* start *
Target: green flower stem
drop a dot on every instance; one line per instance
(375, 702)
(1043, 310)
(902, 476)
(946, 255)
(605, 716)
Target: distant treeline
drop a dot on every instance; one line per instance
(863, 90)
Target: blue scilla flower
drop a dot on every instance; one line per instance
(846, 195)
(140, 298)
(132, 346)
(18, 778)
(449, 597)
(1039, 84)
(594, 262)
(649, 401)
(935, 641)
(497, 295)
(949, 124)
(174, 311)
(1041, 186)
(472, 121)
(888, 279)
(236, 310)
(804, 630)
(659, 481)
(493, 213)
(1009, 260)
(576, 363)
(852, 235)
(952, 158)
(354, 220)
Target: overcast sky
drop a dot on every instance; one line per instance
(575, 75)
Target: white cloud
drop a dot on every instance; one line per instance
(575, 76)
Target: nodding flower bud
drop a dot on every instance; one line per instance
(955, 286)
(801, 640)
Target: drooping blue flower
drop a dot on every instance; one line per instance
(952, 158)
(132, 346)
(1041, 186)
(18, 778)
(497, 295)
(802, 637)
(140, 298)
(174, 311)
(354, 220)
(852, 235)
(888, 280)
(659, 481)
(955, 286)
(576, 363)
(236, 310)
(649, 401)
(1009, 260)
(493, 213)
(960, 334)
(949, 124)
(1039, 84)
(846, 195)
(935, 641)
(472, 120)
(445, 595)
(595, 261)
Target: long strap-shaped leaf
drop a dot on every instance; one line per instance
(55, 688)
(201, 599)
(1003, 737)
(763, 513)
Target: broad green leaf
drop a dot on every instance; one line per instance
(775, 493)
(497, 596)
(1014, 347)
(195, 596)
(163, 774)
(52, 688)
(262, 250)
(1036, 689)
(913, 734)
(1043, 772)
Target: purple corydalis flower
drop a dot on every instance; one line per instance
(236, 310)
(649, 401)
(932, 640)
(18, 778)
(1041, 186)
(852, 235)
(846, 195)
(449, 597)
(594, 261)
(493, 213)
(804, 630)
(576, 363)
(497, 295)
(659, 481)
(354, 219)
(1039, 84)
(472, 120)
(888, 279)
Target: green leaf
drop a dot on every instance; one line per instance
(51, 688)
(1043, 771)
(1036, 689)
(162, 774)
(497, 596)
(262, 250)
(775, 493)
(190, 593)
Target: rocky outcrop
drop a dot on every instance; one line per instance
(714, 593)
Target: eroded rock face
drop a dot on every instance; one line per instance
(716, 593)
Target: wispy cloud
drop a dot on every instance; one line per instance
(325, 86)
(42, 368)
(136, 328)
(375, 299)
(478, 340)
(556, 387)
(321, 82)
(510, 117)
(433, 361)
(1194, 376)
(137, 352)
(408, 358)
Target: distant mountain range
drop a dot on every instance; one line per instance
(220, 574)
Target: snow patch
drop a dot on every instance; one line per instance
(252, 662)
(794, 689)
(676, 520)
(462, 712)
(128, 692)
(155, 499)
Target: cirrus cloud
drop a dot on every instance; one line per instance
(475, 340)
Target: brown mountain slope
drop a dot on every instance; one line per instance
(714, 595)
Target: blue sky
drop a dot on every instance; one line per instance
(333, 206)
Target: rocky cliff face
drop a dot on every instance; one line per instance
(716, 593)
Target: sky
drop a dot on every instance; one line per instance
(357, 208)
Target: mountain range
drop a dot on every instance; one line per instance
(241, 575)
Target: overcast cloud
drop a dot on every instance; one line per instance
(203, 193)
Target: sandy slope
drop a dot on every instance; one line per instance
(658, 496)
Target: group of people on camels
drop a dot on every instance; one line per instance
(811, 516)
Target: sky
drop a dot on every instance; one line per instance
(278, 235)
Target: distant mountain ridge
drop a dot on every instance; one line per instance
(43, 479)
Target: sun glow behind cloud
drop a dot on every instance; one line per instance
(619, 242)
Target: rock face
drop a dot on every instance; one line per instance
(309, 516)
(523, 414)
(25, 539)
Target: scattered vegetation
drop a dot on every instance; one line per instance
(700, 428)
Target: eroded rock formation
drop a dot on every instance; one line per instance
* end *
Set exercise
Return every one of the records above, reproducing each line word for word with nothing changed.

Output of the task
Target: green flower stem
drop a dot on every instance; one line per instance
(375, 702)
(1043, 310)
(902, 476)
(946, 255)
(605, 716)
Target: distant treeline
drop a dot on every instance; one line per instance
(863, 90)
Target: blue scilla flower
drop a dot on every instance; one line per instance
(846, 195)
(140, 298)
(132, 346)
(18, 778)
(449, 597)
(1039, 84)
(594, 262)
(649, 401)
(935, 641)
(497, 295)
(949, 124)
(174, 311)
(1041, 186)
(472, 121)
(888, 279)
(236, 310)
(804, 630)
(659, 481)
(493, 213)
(1009, 260)
(576, 363)
(852, 235)
(952, 158)
(354, 220)
Target: overcast sky
drop a dot on every instance; one line per instance
(575, 75)
Target: white cloud
drop a dot on every instance; one line per instance
(575, 76)
Target: nodding flower bud
drop a dot on every instance; one line per instance
(955, 286)
(801, 640)
Target: drooping blue flower
drop a dot on every instance; one line per instance
(952, 158)
(132, 346)
(1041, 186)
(18, 778)
(497, 295)
(802, 637)
(140, 298)
(174, 311)
(354, 220)
(852, 235)
(888, 280)
(659, 481)
(955, 286)
(576, 363)
(236, 310)
(649, 401)
(1009, 260)
(493, 213)
(960, 334)
(949, 124)
(1039, 84)
(846, 195)
(935, 641)
(472, 120)
(445, 595)
(595, 261)
Target: long strap-shaped leaf
drop a dot on every instance; one line per instance
(55, 688)
(201, 599)
(1003, 737)
(763, 513)
Target: broad green leaf
drop a dot on every instance; one line per instance
(775, 493)
(497, 596)
(1014, 347)
(195, 596)
(163, 774)
(52, 688)
(262, 250)
(1036, 689)
(913, 734)
(1043, 772)
Target: purple corydalis flower
drop a dot on every instance; one line per instance
(236, 310)
(649, 401)
(932, 640)
(18, 778)
(1041, 186)
(852, 235)
(846, 195)
(449, 597)
(594, 261)
(493, 213)
(804, 630)
(576, 363)
(497, 295)
(659, 481)
(354, 219)
(1039, 84)
(472, 120)
(888, 279)
Target: green leaf
drop a dot on every instance; one line per instance
(51, 688)
(1043, 771)
(1036, 689)
(162, 774)
(497, 596)
(262, 250)
(775, 493)
(190, 593)
Target: rocky outcrop
drop a dot on every instance; one line per instance
(714, 593)
Target: eroded rock face
drop a dot on every instance; one line per instance
(716, 593)
Target: wispy cloud
drop a dot on every instance; one line per instance
(325, 86)
(42, 368)
(136, 328)
(375, 299)
(478, 340)
(556, 387)
(321, 82)
(510, 117)
(433, 361)
(1194, 376)
(137, 352)
(408, 358)
Target: distant mountain range
drop a dot on every instance; one line per instance
(220, 574)
Target: snow patch
drop a dot on every instance; one line per instance
(252, 662)
(794, 689)
(676, 520)
(462, 712)
(128, 692)
(155, 499)
Target: cirrus cloud
drop a dot on every instance; one line per instance
(475, 340)
Target: brown mountain slope
drop a dot on every instance; one line per instance
(714, 595)
Target: blue sky
drop a dot on every instance; one line per instance
(333, 206)
Target: rocky cliff face
drop a dot on every instance; one line per instance
(716, 593)
Target: sky
drop a dot on every instance; one line per instance
(357, 208)
Target: mountain range
drop a dot on every instance; one line per instance
(241, 575)
Target: overcast cloud
drop a dot on every instance; one line per instance
(203, 193)
Target: sandy slope
drop a dot on every instance; one line per instance
(658, 496)
Target: group of people on camels
drop a dot on every instance; one line per instance
(811, 516)
Target: sky
drop a dot on every instance; one line per instance
(278, 235)
Target: distant mountain ridge
drop a dot on every instance; one line per instance
(43, 479)
Target: sun glow behind cloud
drop a dot on every instance; one line per instance
(619, 242)
Target: rock face
drop a dot on every instance; one line per instance
(309, 516)
(523, 414)
(25, 539)
Target: scattered vegetation
drop a dot on every instance; one line per instance
(700, 428)
Target: eroded rock formation
drop a dot on every instance; one line per instance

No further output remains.